# Verilen Metin
━━━━━━━━━━━━━━━━

‘Üç Aylar, Cenneti Kazandıran Kutlu Bir Dönemdir.’

88

İlahiyatçı Yazar Cemil Tokpınar ile Mübârek Üç Aylar’ı konuştuk.

 

Oğuz Çetinoğlu: Bu yılın üç aylarının başlaması vesilesiyle üç aylarla ilgili olarak genel bir değerlendirme yapar mısınız?

Cemil Tokpınar: Üç aylar, cenneti kazandıran kutlu bir dönemdir. Arınma, bağışlanma ve ibâdetlerin fazlaca yapıldığı aylardır. Hicrî aylardan Recep, Şaban ve Ramazan aylarına denir. Kandil gecelerinden dördü bu aydadır. Recep ayının ilk gecesi Regaib, 27. gecesi Mi’rac gecesidir. Şâban ayının 15. gecesi Berat, Ramazan ayının 27. gecesi ise Kadir Gecesi’dir.

Peygamberimiz (sav); ‘Recep, Allah (cc)’ın ayı, Şaban benim ayım, Ramazan ayı ise ümmetimin ayıdır‘ buyurmuş ve ‘Allah’ım, Recep ve Şaban ayını bize mübarek kıl ve bizi Ramazan’a eriştir.’ Diyerek dua etmiştir.

Bu aylarda ve belirtilen gecelerde Cenab-ı Hakk’ın rahmet, mağfiret[1] ve inayetinin[2] coştuğu mübarek ve muhteşem bir mevsimdir. Adeta manevî bir pazar, panayır ve fuar gibidir.

Nasıl ki, belirli günlerde ve mevsimlerde açılan pazar ve fuarlarda bol çeşit sergilenir ve yüksek indirimler uygulanır; ‘Üç Aylar‘ dediğimiz Recep, Şaban ve Ramazan aylarında da bildiğimiz indirimleri aşan muhteşem fırsatlar vardır.

Üç aylarda bulunmak ve Ramazana erişmek başlı başına bir nimet ve lütuftur.

Bu aylar öylesine büyük bir fırsatlar zinciridir ki, ihya edilmesi, Cenab-ı Hakkın ihsan ettiği ecir ve mükâfatları on kat arttırmaktadır.

Çetinoğlu: Üç ayların fazileti nereden kaynaklanıyor?

Tokpınar: Üç ayların her günü mübarek olduğu gibi, bilhassa bu aylarda idrak edilecek olan Regaip, Miraç, Berat ve Kadir gecelerinin bulunması üç aylara ayrı bir kıymet ve meziyet kazandırmıştır.

Resûl-i Ekrem Efendimiz (s.a.v.) diğer aylara göre Şaban ayında daha çok ibadet eder, ‘Şaban günahları temizleyendir.’ diyerek kıymet ve faziletini belirtirdi. (Keşfü’l-Hafû. 2:9)

Peygamberimizin Şaban ayına gösterdiği bu hürmetin bir sebebi de peşinden gelecek olan Kuran ayı Ramazandan dolayı idi. Peygamberimiz (s.a.v.) ‘Ramazandan başka en faziletli oruç ayı hangi aydadır?’ sorusuna şu cevabı vermiştir: ‘Ramazanı tâzim[3] için Şaban’da tutulan oruçtur.’

Çetinoğlu: Müslümanlar bu ayı en mükemmel şekilde nasıl değerlendirebilirler?

━━━━━━━━━━━━━━━━

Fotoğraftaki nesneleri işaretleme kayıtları
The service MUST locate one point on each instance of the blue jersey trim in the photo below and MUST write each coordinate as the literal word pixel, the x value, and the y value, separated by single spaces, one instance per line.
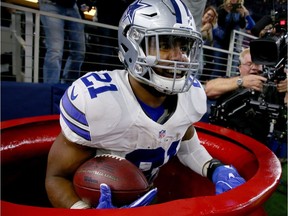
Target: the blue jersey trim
pixel 79 131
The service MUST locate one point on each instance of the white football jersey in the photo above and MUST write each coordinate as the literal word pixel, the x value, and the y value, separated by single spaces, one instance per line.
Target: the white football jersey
pixel 100 110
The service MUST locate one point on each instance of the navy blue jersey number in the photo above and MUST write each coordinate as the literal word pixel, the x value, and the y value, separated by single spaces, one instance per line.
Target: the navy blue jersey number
pixel 91 79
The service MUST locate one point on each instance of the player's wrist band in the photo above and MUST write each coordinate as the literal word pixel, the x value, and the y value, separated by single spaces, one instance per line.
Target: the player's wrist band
pixel 80 205
pixel 214 163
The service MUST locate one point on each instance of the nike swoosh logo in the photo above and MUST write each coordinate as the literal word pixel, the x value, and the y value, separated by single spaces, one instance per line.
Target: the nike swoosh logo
pixel 230 175
pixel 73 96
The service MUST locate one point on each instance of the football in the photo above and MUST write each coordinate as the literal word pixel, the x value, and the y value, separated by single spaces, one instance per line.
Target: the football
pixel 126 181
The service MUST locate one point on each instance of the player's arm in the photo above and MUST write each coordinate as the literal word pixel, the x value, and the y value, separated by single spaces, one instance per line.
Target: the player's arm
pixel 192 154
pixel 63 160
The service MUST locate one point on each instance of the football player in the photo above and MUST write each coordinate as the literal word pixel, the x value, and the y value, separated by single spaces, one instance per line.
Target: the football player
pixel 144 113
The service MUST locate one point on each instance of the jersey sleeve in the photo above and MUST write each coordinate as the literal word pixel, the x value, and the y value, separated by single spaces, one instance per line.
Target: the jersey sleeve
pixel 198 101
pixel 73 120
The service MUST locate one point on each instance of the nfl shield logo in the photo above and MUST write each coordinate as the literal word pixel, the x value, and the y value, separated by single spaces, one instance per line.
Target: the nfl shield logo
pixel 162 134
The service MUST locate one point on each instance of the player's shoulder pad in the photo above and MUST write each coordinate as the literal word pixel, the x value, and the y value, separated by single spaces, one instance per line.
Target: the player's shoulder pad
pixel 198 97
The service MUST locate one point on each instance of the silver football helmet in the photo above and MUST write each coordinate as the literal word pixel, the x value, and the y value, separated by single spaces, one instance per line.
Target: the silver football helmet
pixel 147 31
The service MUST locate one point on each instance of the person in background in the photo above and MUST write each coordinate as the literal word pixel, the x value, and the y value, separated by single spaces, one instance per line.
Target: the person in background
pixel 248 85
pixel 231 16
pixel 56 31
pixel 209 20
pixel 144 112
pixel 197 8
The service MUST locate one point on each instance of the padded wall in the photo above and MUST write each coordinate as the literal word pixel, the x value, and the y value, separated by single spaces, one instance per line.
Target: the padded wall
pixel 20 100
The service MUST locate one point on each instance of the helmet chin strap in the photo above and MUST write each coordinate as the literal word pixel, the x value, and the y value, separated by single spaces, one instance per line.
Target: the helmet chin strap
pixel 151 60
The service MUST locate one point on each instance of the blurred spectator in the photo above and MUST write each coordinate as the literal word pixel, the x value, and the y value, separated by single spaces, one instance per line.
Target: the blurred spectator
pixel 56 31
pixel 231 16
pixel 85 6
pixel 243 104
pixel 209 20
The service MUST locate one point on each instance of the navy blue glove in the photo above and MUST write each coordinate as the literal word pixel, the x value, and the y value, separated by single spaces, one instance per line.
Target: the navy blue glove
pixel 225 178
pixel 105 201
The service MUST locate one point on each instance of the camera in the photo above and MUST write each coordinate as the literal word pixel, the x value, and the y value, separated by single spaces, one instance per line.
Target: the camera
pixel 235 7
pixel 245 109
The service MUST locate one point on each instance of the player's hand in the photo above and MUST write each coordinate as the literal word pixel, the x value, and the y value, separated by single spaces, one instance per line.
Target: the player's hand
pixel 226 178
pixel 105 201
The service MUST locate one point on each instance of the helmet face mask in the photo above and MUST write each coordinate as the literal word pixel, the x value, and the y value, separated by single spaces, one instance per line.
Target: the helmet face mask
pixel 165 56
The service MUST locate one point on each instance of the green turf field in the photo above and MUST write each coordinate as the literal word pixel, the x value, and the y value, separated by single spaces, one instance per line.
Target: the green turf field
pixel 276 205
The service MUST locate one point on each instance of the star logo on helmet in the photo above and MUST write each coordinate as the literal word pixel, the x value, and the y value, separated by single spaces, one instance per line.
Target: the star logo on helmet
pixel 131 10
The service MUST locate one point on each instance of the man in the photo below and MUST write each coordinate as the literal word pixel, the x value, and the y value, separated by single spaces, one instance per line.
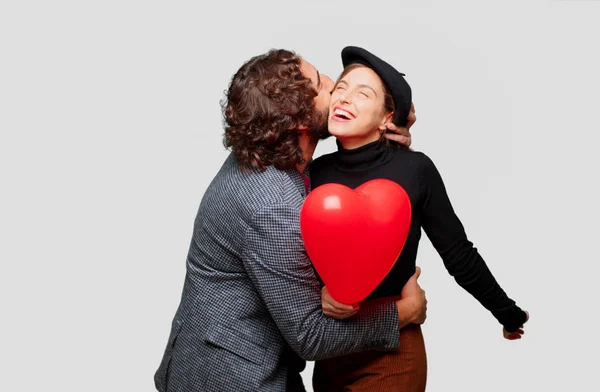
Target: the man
pixel 251 303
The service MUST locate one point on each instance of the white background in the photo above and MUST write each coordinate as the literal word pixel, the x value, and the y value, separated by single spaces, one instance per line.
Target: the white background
pixel 111 130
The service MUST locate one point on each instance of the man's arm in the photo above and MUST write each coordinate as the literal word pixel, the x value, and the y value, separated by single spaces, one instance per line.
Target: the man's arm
pixel 279 267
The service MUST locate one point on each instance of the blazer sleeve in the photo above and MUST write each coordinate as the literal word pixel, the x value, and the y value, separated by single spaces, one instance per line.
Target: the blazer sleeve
pixel 279 267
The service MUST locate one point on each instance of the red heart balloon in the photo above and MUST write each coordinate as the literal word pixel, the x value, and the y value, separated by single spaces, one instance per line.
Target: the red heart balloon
pixel 354 237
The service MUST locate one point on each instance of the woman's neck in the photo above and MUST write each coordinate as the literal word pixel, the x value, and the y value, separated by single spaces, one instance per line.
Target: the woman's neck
pixel 351 143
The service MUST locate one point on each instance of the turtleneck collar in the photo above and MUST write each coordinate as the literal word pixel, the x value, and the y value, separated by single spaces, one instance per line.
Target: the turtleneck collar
pixel 364 157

━━━━━━━━━━━━━━━━

# İstenenler
1. Üç aylar söyleşisine göre aşağıdaki soruları yanıtlayınız:
(a) Recep ayının 27. gecesi hangi gecedir?
(b) Üç ayların ihya edilmesi, Cenab-ı Hakkın ihsan ettiği ecir ve mükâfatları kaç kat arttırmaktadır?
(c) Resûl-i Ekrem Efendimiz, Şaban ayının kıymet ve faziletini hangi sözle belirtirdi?
2. Üç aylar söyleşisini son sorudan itibaren devam ettiriniz.
Bu materyal, metinden ayrı bir kaynaktan derlenmiştir.

# Görevlere Göre Yanıtlar
1.
(a) Mi'rac gecesidir.
(b) On kat.
(c) 'Şaban günahları temizleyendir.'

2.
Topkıpar: Başta Hz. Âişe Validemiz olmak üzere sahabelerin beyanına göre Peygamberimiz bazen Şaban ayının tamamını, çok kere de çoğu günlerini oruçlu geçirirdi.

Yine Şaban ayındaki oruç hakkında Hz. Âişe’nin (r.anha) şöyle bir rivayeti vardır:

Resûlullah (s.a.v.) bazı aylarda çok oruç tutardı. Hatta biz, O’nu bu ayda hiç iftar etmedi sanırdık. Bazı aylarda da çok iftar ederdi. Hatta biz, bu ayda hiç oruç tutmadı derdik. Resûlullah’ın (s.a.v.) Ramazandan başka bir ayın orucunu tamamladığını görmedim. Şaban’daki kadar oruç tuttuğu bir ay da görmedim.’ (Buhârî, Savm: 51)

Hz. Âişe Validemiz, başka bir rivayetinde bu konuda şunları söyler: ‘Resûlullah (s.a.v.) senenin hiçbir ayında Şaban ayındakinden fazla oruç tutmaz ve şöyle buyururdu: ‘Amellerden gücünüzün yettiğini yapın. Çünkü siz bıkmadıkça, Allah da size asla bıkmış muamelesi yapmaz. Allah yanında amelin en makbulü, kişinin az da olsa devam üzere işlediği ameldir.’ (Müslim, Siyam: 177)

Yine Hz. Âişe, İbn-i Mâce’de geçen başka bir rivayetinde de, ‘O (Resul-i Ekrem) Şaban ayının tamamını oruçla geçirerek nihayet Şaban’ı Ramazan’la birleştirirdi.’ (İbn-i Mâce, Savm: 4) diyerek Peygamberimizin bu ayda çok oruç tuttuğunu ifade etmektedir.

Çetinoğlu: Bu iki rivayet arasında çelişki var gibi bir düşünce uyanıyor. Ne dersiniz?

Tokpınar: Aralarında çelişki var gibi görünen bu iki rivayeti inceleyen hadis âlimleri, Peygamberimizin bazı seneler Şaban’ın tamamını, bazı zamanlarda da çok günlerini oruçlu geçirdiği kanaatine varmışlardır. Zaten hadiste geçen ‘tamamı‘ manasına gelen ‘küll‘ kelimesi Arapçada çoğunluk manasında da kullanılırdı.

Her iki rivayetten Şaban ayının tamamını oruçlu geçirmenin veya bir kısmında oruç tutmanın caiz olacağı hükmü çıkarılmaktadır.

Çetinoğlu: Şaban ayında oruç, namaz ve sadaka gibi ibadetlerin fazla yapılmasının hikmeti nedir?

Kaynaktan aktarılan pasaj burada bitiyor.